BEGIN Provided passage
3. Extend your Othello program in a significant way, such as by incorporating machine learning or creating a database of end games.
4. New! Write a program that plays any game. See the General Game Playing competition website for information and starter code.
5. Write a program that plays a game of incomplete information and/or chance. Test it against human players and other computer programs. Encourage another group of students to select the same game for their project, and hold a mini-tournament. Ideas:
   • Battleship
   • Poker
   • Backgammon
   • Monopoly
   • Stratego
6. Write a forward-chaining heuristic search planner for deterministic domains that takes PDDL (planning domain definition language) input:
   • The original 1998 version, PDDL 1.7: read this first.
   • The 2002 version is called PDDL2.1, and contains many new features, mainly connected with adding time and objective functions to the language.
   • The 2004 version is called PDDL2.2. It adds derived predicates and timed initial literals.
   Start with the basic STRIPS subset of PDDL, and see how far you can go in handling conditional effects, defined predicates, metric resources, etc. Test you system on some of the problems from the AIPS plannng competitions.
7. STRIPS planning problems can be translated to Boolean satisfiability problems in CNF form using the approach described in this paper:

   Encoding Plans in Propositional Logic Henry Kautz, David McAllester, and Bart Selman, Proc. KR-96.

   Determine how actions that involve metric resources can be translated to satisfisfiability. Implement your approach by building a system for a specfic planning domain of your choice, that takes as input the initial and goal states, and number of time steps. For an even more challenging project, write a domain-independent translator that also takes as input the operator descriptions in PDDL.
END Provided passage
BEGIN Provided records
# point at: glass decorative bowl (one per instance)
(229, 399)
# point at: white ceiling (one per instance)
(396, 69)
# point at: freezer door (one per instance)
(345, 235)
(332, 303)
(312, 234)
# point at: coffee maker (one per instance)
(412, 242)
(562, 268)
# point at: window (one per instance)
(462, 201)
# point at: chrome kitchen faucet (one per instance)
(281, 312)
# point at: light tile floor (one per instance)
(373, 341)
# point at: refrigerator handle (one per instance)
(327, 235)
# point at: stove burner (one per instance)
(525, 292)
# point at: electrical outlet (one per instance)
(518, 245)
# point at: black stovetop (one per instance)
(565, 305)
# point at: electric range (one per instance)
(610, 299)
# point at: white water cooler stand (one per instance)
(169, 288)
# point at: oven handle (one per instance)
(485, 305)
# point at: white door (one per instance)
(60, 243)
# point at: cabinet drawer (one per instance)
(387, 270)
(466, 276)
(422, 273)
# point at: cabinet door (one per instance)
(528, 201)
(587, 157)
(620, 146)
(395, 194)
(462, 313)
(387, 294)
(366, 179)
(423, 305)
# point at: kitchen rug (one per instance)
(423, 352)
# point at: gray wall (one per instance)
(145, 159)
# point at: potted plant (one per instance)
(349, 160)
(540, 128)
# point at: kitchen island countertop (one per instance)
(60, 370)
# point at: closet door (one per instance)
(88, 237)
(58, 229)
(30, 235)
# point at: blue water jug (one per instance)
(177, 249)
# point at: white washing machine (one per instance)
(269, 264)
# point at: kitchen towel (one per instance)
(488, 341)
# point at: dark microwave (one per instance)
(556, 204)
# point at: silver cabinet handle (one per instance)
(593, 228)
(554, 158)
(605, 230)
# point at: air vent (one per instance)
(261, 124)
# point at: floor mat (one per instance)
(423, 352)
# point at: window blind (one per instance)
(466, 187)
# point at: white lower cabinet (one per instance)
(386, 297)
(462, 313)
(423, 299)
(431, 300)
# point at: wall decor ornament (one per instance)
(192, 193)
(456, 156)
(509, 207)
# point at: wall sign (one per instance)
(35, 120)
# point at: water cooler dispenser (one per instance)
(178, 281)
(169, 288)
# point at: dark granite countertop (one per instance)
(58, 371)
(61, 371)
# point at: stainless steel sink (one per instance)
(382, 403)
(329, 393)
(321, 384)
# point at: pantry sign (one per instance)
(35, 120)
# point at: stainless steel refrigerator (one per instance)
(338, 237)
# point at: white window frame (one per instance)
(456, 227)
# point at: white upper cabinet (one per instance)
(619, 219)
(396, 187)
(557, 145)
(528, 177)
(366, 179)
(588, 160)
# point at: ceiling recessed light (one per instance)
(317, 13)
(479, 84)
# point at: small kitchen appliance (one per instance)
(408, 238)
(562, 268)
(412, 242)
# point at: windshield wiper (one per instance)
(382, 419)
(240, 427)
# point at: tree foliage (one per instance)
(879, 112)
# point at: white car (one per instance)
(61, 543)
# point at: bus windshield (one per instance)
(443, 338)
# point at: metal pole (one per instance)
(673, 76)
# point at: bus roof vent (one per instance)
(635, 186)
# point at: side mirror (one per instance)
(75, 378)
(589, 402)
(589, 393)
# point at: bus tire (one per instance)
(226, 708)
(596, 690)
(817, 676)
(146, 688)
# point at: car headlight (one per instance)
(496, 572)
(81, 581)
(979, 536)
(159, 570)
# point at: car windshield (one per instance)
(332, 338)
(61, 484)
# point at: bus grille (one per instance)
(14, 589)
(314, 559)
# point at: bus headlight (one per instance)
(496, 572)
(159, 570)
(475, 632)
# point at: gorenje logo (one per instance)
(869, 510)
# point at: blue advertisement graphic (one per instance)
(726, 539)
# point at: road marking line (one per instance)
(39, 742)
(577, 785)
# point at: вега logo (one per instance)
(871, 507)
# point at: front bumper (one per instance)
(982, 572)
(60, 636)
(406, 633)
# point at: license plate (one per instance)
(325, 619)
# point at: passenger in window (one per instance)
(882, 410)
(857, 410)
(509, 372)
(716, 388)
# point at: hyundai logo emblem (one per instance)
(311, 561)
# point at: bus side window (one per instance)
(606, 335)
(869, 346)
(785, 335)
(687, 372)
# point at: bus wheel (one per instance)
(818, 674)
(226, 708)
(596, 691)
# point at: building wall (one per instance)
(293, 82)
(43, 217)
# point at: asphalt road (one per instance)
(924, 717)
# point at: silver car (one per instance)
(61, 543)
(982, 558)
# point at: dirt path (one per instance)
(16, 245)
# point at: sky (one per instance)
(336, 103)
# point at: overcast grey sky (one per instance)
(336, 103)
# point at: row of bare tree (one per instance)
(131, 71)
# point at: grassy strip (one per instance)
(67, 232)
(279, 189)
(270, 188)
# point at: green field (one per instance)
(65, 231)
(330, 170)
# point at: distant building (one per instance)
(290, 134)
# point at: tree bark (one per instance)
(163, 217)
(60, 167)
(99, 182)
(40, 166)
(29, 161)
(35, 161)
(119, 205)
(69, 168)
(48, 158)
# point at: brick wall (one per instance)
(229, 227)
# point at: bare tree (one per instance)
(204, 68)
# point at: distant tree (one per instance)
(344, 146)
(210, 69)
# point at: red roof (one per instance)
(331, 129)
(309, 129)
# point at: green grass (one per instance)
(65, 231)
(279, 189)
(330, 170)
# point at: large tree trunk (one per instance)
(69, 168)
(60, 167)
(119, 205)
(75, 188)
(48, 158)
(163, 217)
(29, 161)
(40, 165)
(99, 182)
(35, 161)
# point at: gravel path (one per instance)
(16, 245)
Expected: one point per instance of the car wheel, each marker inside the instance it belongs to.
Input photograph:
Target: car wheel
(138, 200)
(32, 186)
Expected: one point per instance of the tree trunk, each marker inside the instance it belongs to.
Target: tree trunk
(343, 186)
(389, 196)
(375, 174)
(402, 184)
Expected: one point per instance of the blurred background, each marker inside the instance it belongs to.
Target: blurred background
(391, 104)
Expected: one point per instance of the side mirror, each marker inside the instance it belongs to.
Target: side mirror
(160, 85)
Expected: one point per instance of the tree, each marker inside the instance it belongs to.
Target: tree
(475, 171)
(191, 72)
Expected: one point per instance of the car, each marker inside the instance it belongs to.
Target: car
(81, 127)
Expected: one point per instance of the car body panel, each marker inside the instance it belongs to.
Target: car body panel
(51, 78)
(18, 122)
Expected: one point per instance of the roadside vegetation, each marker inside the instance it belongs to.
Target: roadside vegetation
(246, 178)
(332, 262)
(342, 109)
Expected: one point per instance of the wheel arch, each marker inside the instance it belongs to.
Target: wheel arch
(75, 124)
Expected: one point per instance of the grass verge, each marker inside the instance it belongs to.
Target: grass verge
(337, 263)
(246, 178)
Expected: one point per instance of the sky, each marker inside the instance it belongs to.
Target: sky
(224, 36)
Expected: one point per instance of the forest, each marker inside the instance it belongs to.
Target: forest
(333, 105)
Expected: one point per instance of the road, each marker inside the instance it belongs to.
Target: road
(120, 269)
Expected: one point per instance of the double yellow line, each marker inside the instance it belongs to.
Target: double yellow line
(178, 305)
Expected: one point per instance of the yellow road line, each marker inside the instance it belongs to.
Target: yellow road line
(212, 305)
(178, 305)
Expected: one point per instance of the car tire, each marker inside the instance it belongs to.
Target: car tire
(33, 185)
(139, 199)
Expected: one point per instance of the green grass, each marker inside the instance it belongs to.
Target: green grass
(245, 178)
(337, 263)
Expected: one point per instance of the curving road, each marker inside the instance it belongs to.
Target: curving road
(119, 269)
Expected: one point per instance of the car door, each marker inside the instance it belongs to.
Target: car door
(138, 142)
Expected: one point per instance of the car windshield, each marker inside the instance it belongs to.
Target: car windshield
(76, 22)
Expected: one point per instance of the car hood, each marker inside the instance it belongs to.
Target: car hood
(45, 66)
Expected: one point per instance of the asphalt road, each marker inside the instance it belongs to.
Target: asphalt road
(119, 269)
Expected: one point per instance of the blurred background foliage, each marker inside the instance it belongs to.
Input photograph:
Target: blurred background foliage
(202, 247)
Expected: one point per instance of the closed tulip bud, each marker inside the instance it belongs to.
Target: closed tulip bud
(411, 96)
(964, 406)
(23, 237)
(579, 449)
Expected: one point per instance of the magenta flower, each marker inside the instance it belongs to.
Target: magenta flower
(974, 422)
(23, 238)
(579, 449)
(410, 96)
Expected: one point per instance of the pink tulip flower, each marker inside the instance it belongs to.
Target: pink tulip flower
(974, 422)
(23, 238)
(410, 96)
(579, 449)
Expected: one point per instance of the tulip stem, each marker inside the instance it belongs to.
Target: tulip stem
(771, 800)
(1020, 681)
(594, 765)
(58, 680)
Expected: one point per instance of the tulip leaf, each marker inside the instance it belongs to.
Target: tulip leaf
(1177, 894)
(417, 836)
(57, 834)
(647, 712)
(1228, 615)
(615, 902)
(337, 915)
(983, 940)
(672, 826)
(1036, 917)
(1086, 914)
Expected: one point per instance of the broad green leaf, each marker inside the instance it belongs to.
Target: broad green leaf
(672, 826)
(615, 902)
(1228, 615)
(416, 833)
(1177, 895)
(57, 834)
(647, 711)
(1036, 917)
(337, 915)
END Provided records
> _Check your understanding_:
A: Which games does the project list above give as ideas for a game of incomplete information and/or chance?
B: Answer these questions from the project list above.
(i) Which website does the list point to for information and starter code for a program that plays any game?
(ii) What two things does the 2004 version of PDDL add?
(iii) Who are the authors of "Encoding Plans in Propositional Logic"?

> _Expected responses_:
A: Battleship, Poker, Backgammon, Monopoly, Stratego

B:
(i) The General Game Playing competition website
(ii) Derived predicates and timed initial literals
(iii) Henry Kautz, David McAllester, and Bart Selman